- **Directive**: Put every line of the rows below into a JSON list of strings, with one string per line. Skip blank lines and leave the pictures out.

- **Material supplied**:
══════════════════════════════

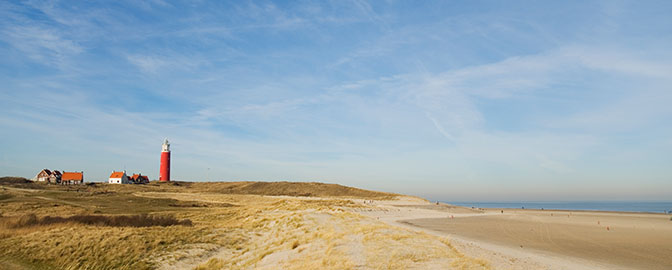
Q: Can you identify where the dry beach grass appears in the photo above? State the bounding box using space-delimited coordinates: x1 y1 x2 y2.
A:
0 177 489 269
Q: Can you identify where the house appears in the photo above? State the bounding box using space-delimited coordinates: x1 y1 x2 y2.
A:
61 171 84 185
35 169 62 184
107 171 131 184
131 173 149 184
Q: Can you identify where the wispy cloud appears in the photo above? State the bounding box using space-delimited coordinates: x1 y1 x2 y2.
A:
0 1 672 199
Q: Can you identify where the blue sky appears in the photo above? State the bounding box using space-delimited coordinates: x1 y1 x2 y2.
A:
0 0 672 201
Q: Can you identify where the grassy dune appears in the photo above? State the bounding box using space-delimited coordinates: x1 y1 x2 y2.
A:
0 179 489 269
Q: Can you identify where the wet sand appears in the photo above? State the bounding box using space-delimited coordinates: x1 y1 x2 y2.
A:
399 207 672 269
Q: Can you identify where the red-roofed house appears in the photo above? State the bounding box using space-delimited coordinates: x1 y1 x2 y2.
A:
107 171 131 184
131 173 149 184
35 169 61 184
61 171 84 185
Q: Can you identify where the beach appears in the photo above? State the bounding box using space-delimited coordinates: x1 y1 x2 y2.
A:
0 179 672 270
362 199 672 269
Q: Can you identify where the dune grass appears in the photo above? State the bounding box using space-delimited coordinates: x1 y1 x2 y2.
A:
0 178 488 269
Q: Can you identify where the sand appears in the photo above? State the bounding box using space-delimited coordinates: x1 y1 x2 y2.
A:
365 202 672 269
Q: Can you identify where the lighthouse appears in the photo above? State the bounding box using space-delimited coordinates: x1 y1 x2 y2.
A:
159 139 170 182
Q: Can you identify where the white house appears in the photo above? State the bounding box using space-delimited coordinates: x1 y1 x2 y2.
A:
107 171 131 184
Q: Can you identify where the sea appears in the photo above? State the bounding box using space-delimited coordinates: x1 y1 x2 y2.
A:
445 201 672 214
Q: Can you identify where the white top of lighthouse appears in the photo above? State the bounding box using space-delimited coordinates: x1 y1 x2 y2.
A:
161 139 170 152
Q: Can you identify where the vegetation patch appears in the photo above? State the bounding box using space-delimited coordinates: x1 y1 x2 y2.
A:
0 214 193 229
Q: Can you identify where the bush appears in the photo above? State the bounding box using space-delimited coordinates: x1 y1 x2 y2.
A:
2 214 193 228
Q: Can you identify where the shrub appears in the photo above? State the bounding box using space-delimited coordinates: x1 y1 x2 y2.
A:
2 214 193 228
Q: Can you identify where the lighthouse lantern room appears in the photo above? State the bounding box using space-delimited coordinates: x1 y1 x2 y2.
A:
159 139 170 182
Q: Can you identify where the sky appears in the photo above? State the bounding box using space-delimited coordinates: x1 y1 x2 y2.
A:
0 0 672 201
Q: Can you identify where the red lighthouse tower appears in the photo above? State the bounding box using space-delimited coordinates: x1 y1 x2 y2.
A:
159 139 170 182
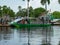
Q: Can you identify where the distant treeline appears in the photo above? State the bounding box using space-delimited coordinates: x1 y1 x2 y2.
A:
0 5 60 18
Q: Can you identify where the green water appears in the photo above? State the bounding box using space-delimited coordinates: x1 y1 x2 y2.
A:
0 26 60 45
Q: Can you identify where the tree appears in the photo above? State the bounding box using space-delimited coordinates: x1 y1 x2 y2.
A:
52 11 60 18
41 0 50 10
0 6 2 16
34 7 46 17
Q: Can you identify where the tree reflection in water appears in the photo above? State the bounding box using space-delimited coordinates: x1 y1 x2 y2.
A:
41 26 53 45
0 27 13 40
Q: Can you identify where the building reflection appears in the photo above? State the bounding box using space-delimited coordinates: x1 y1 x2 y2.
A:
0 27 13 41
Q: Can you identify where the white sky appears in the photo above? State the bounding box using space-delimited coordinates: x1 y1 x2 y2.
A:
0 0 60 12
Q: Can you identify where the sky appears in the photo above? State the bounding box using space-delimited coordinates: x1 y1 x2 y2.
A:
0 0 60 12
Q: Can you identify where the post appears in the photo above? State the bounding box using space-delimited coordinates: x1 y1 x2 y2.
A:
27 0 29 17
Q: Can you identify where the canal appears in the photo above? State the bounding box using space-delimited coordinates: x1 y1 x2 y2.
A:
0 26 60 45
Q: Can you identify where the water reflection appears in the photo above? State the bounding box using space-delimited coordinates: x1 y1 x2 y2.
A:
0 26 54 45
0 27 14 41
17 27 53 45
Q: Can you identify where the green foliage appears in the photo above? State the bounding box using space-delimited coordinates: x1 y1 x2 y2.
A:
41 0 50 5
0 5 15 17
52 11 60 18
34 7 46 17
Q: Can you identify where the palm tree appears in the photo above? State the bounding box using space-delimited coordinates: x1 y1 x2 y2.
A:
23 0 30 17
41 0 50 10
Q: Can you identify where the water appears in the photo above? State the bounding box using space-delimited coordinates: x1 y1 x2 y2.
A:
0 26 60 45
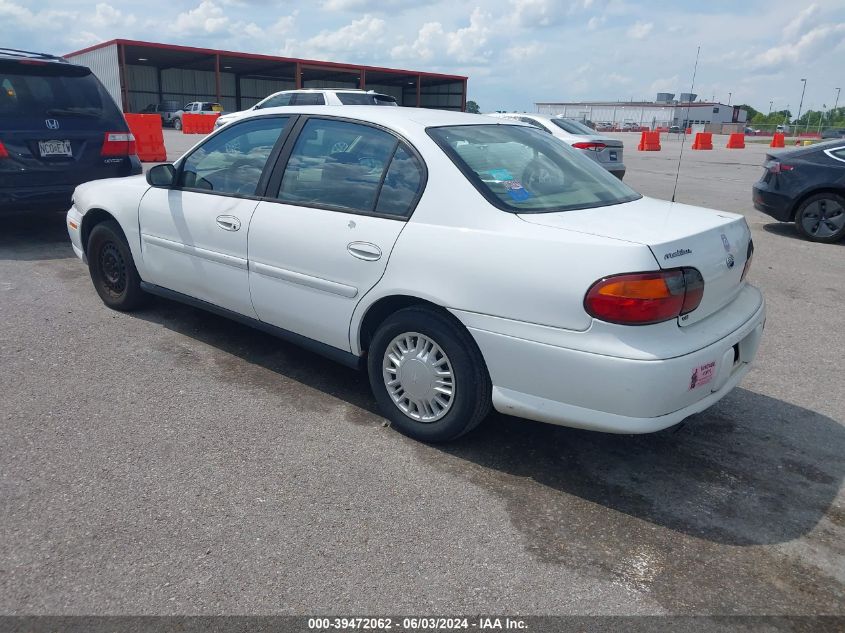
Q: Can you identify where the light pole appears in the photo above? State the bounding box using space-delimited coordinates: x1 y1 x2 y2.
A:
795 79 807 129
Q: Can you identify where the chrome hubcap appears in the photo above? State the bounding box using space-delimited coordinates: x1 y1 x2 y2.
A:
801 199 845 237
382 332 455 423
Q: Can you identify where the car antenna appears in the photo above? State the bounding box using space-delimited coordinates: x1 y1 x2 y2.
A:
672 46 701 202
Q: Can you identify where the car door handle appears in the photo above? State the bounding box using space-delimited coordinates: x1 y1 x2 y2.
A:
346 242 381 262
217 215 241 231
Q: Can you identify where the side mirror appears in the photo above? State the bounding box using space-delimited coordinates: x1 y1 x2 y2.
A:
147 163 176 189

══════════════════════════════

- **Solution for this task**:
[
  "Q: Can you identify where the dry beach grass appears in the photo above? State the bounding box using space-delimited coordinates: x1 y1 x2 y2.",
  "A:",
  "0 177 489 269",
  "Q: Can you identify where the house appears in the photo above? State the bounding box using space-delimited coordinates: x1 y1 x2 y2.",
  "A:",
  "61 171 84 185",
  "35 169 62 184",
  "107 171 131 184",
  "131 173 149 184",
  "Q: Can you identify where the wispy cloud appears in the photo above? State the bounding box using space-delimited coordinates: x1 y1 x2 y2.",
  "A:",
  "0 1 672 199",
  "Q: Can you identify where the blue sky appears in the photo above? State the bounding box using space-delimited coordinates: x1 y1 x2 y2.",
  "A:",
  "0 0 672 201",
  "Q: Can you identify where the grassy dune appears in the photo above? State the bounding box using space-delimited coordinates: x1 y1 x2 y2.",
  "A:",
  "0 179 489 269",
  "Q: Can you identify where the wet sand appears in the photo above? State the bounding box using space-delimited coordinates: x1 y1 x2 y2.",
  "A:",
  "399 207 672 269",
  "Q: Can you identify where the red-roofed house appears in the photo above? State the bounding box using space-delimited coordinates: x1 y1 x2 y2.",
  "A:",
  "107 171 131 184",
  "131 173 149 184",
  "35 169 61 184",
  "61 171 84 185",
  "Q: Can you identify where the beach appears in the photo above? State the bounding box using space-delimited coordinates: x1 y1 x2 y2.",
  "A:",
  "0 179 672 270",
  "362 199 672 269",
  "Q: Can you identify where the dune grass appears in the photo above? State the bounding box using space-delimited coordinates: x1 y1 x2 y2.",
  "A:",
  "0 178 488 269",
  "Q: Can you identify where the sand appears in the photo above? State the bounding box using space-delimited coordinates: x1 y1 x2 y2.",
  "A:",
  "365 202 672 269",
  "Q: Can you identify where the lighthouse appears in the photo above? State the bounding box using space-delimited coordinates: x1 y1 x2 y2.",
  "A:",
  "159 139 170 182",
  "Q: Can you identify where the white house appears in the photo above? State the bounding box using space-delimited coordinates: x1 y1 x2 y2.",
  "A:",
  "107 171 131 184",
  "Q: Can you identify where the sea appears in the photo above? State the bounding box using space-delimited coordinates: x1 y1 x2 y2.",
  "A:",
  "445 201 672 214",
  "Q: Can you identify where the white top of lighthouse appears in the photo above? State the bounding box using space-delimited coordinates: x1 y1 x2 y2.",
  "A:",
  "161 139 170 152",
  "Q: Can you identify where the vegetation patch appears in the photo above? State the bounding box using space-delimited coordinates: x1 y1 x2 y2.",
  "A:",
  "0 214 193 229",
  "Q: Can you identify where the bush appears in the photo above? State the bounding box using space-delimited coordinates: x1 y1 x2 y2.",
  "A:",
  "2 214 193 228",
  "Q: Can you identify where the shrub appears in the photo above? State the bounding box using space-delimited coordinates: x1 y1 x2 y2.",
  "A:",
  "2 214 193 228",
  "Q: Can you identify where the lighthouse lantern room appears in the photo above? State the bounding box using space-delimited coordinates: x1 y1 x2 y2.",
  "A:",
  "159 139 170 182",
  "Q: Can you identify where the sky appears in the photo above? State the bounding box using space-delimited coordinates: x1 y1 x2 y2.",
  "A:",
  "0 0 672 201",
  "Q: Can you identify where the red lighthouse tower appears in the photo above? State the bounding box using space-delimited coordinates: x1 y1 x2 y2.",
  "A:",
  "159 139 170 182",
  "Q: Can you identify where the distant treeline appears in the photo above? State the bounding box using space-delimited coordinates: x1 y1 x2 y2.",
  "A:",
  "0 5 60 18",
  "Q: Can you identify where the green water appears in the photo above? State the bounding box using space-delimited coordinates: x1 y1 x2 y2.",
  "A:",
  "0 26 60 45",
  "Q: Can you identify where the tree appears in the photo above? State the bounding box using space-delimited coordinates: x1 y1 x2 y2.",
  "A:",
  "52 11 60 18",
  "41 0 50 10",
  "0 6 2 16",
  "34 7 46 17",
  "Q: Can you identify where the tree reflection in water appears in the photo above? State the bounding box using space-delimited coordinates: x1 y1 x2 y2.",
  "A:",
  "41 26 53 45",
  "0 27 13 40",
  "Q: Can you identify where the building reflection appears in the photo above? State the bounding box using space-delimited coordinates: x1 y1 x2 y2.",
  "A:",
  "0 27 13 41",
  "Q: Can you identify where the white sky appears in the photo above? State the bounding box using space-delimited coordinates: x1 y1 x2 y2.",
  "A:",
  "0 0 60 12",
  "Q: Can you identify where the sky appears in the photo above? State the bounding box using space-delimited coordinates: x1 y1 x2 y2.",
  "A:",
  "0 0 60 12",
  "Q: Can you identify where the post appears in the photo above? State the bounding box using space-delimited coordinates: x1 y1 x2 y2.",
  "A:",
  "27 0 29 17",
  "Q: Can you identify where the canal appears in the photo above? State the bounding box using space-delimited coordinates: x1 y1 x2 y2.",
  "A:",
  "0 26 60 45",
  "Q: Can you identify where the water reflection appears in the photo above? State the bounding box using space-delimited coordinates: x1 y1 x2 y2.",
  "A:",
  "0 26 54 45",
  "0 27 14 41",
  "17 27 53 45",
  "Q: Can you identify where the green foliage appears in the photo above? State the bounding box using space-delimited coordinates: x1 y1 x2 y2.",
  "A:",
  "41 0 50 5",
  "0 5 15 17",
  "52 11 60 18",
  "34 7 46 17",
  "Q: Can you identify where the palm tree appears in the photo above? State the bounding box using space-delimited coordinates: x1 y1 x2 y2.",
  "A:",
  "23 0 30 17",
  "41 0 50 10",
  "Q: Can you identify where the water appears in the photo above? State the bounding box using space-delimited coordinates: x1 y1 x2 y2.",
  "A:",
  "0 26 60 45",
  "Q: Can you identify where the light pole appears in the photo above? State the bounding box using space-delimited coordinates: x1 y1 x2 y2.",
  "A:",
  "795 79 807 129",
  "Q: Can you identify where the chrome hubcap appears in the photo above? State the bounding box using space-delimited coordinates: x1 y1 x2 y2.",
  "A:",
  "801 199 845 237",
  "382 332 455 423",
  "Q: Can you identify where the car antenna appears in the photo above? State the bounding box using space-delimited coordinates: x1 y1 x2 y2.",
  "A:",
  "672 46 701 202",
  "Q: Can you identify where the car door handle appears in the photo above? State the bounding box using space-delimited coordinates: x1 y1 x2 y2.",
  "A:",
  "346 242 381 262",
  "217 215 241 231",
  "Q: Can you identify where the side mirror appears in the photo above? State the bounding box using space-delimited coordinates: x1 y1 x2 y2.",
  "A:",
  "147 163 176 189"
]